**Goal:**
Reproduce word for word the part of the post on whether temptation is sinful, starting with "I’ve been getting" and going on through "of blog posts.".

**Document passage:**
------------------------------------------------------------

Christianity,  Theology/Bible

Is temptation sinful?

I’ve been getting a lot of questions from readers about a piece that I co-wrote with Rosaria Butterfield for The Public Discourse titled “Learning to Hate our Sin without Hating Ourselves.” Rather than trying to answer each reader individually, I am going to try and address these questions individually in a series of blog posts.

The first question is this: Is temptation sinful? Some readers wonder how temptation fits into a paradigm in which desire for sin is itself sin. They object that such a framework makes temptation into a sin. Since we know that not all temptation equals sin (e.g., Heb. 4:15), the thesis of our article fails because we effectively make temptation into a sin.

Before answering the question, let me begin with some caveats. One, the thesis of our Public Discourse piece doesn’t rely at all on an answer to this question about temptation. Two, I can only speak for myself in answering this question. Other people who share my view that same-sex sexual desire is sinful may express themselves differently than I will below. And that’s okay. I expect some give and take on these matters as we all think our way through to biblical clarity. Three, nothing that you read below is new. In fact, it is an adaptation of what already appears in my book Transforming Homosexuality. For the full argument, I encourage you to get the book.

Now to the question of temptation and desire.

All temptation has at least two defining elements—a trial and an enticement to sin. The trial is an experience of testing that often includes suffering or a sense of deprivation. The enticement consists of an allurement to relieve suffering or deprivation through sin.

When Satan tempts Jesus in the wilderness, both elements are present. Jesus’ hunger is a trial that makes him experience physical hunger. Satan offers Jesus bread in order to entice Jesus to relieve that condition through sinful means.1 Although trial and enticement can be distinguished conceptually, they cannot always be separated experientially. Sometimes the trial is the enticement to sin. Sometimes the trial leads to the enticement to sin. In either case, temptation always includes both elements—trial and enticement.

One distinguishing mark of Jesus’ experience of temptation is that the enticement to sin never emerged from his own nature. He was sinless. He had no sin nature. There was nothing in his sinless nature that could have produced a desire for evil. Jesus could experience trials in the same way sinners do. But he never experienced enticement to evil emerging from his own nature. Sinners, however, often experience enticement to evil that originates in their own sinful nature. This is exactly how James describes our experience in James 1:13–15:

13 Let no one say when he is tempted, “I am being tempted by God”; for God cannot be tempted by evil, and He Himself does not tempt anyone. 14 But each one is tempted when he is carried away and enticed by his own desire [epithumias]. 15 Then when desire has conceived, it gives birth to sin; and when sin is accomplished, it brings forth death.

------------------------------------------------------------

**Stored entries:**
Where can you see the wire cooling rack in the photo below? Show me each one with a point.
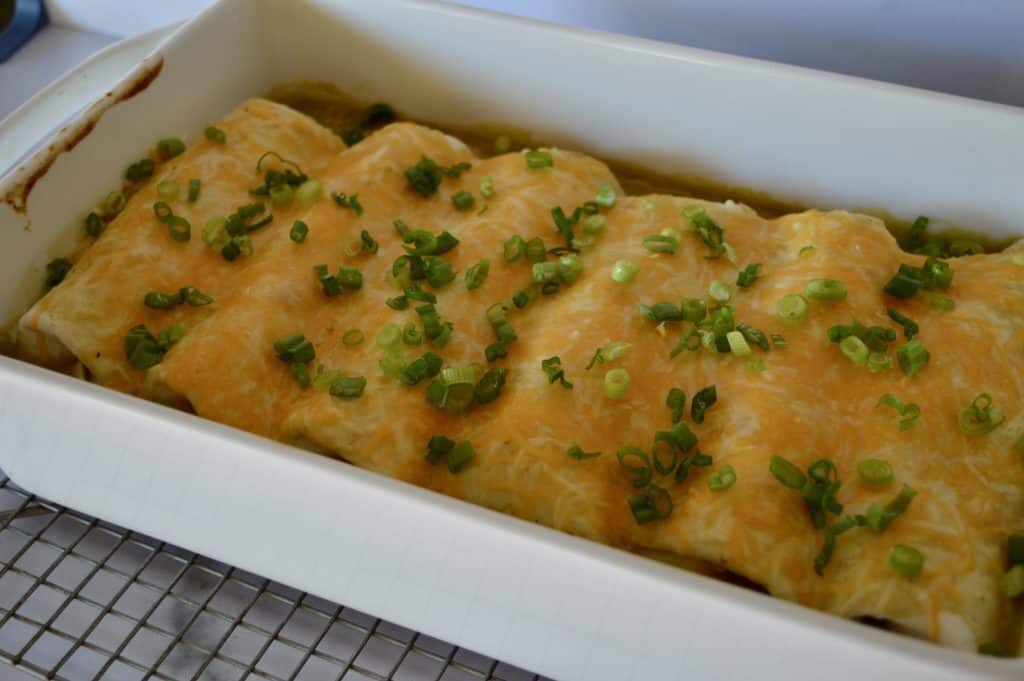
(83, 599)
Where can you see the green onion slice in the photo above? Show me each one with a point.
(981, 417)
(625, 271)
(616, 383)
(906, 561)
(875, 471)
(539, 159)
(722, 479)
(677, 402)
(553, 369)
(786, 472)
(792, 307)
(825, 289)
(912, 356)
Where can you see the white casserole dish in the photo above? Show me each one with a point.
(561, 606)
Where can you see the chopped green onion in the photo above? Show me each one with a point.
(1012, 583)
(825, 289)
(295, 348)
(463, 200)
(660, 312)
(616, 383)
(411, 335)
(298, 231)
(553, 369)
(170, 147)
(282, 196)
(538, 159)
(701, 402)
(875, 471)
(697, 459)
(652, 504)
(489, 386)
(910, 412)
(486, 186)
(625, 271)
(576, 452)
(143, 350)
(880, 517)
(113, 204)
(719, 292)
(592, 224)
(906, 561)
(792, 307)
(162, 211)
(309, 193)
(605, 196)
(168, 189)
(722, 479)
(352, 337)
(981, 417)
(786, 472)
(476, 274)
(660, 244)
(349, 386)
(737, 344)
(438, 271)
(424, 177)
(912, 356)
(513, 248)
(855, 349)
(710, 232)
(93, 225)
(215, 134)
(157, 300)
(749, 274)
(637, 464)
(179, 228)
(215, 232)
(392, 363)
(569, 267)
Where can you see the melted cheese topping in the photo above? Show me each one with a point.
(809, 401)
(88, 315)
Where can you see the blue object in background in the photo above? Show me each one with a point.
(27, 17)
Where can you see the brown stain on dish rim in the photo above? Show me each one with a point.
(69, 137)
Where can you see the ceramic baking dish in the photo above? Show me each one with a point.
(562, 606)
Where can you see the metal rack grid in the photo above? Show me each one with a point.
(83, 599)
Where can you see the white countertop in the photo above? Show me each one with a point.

------------------------------------------------------------

**Written reply:**
I’ve been getting a lot of questions from readers about a piece that I co-wrote with Rosaria Butterfield for The Public Discourse titled “Learning to Hate our Sin without Hating Ourselves.” Rather than trying to answer each reader individually, I am going to try and address these questions individually in a series of blog posts.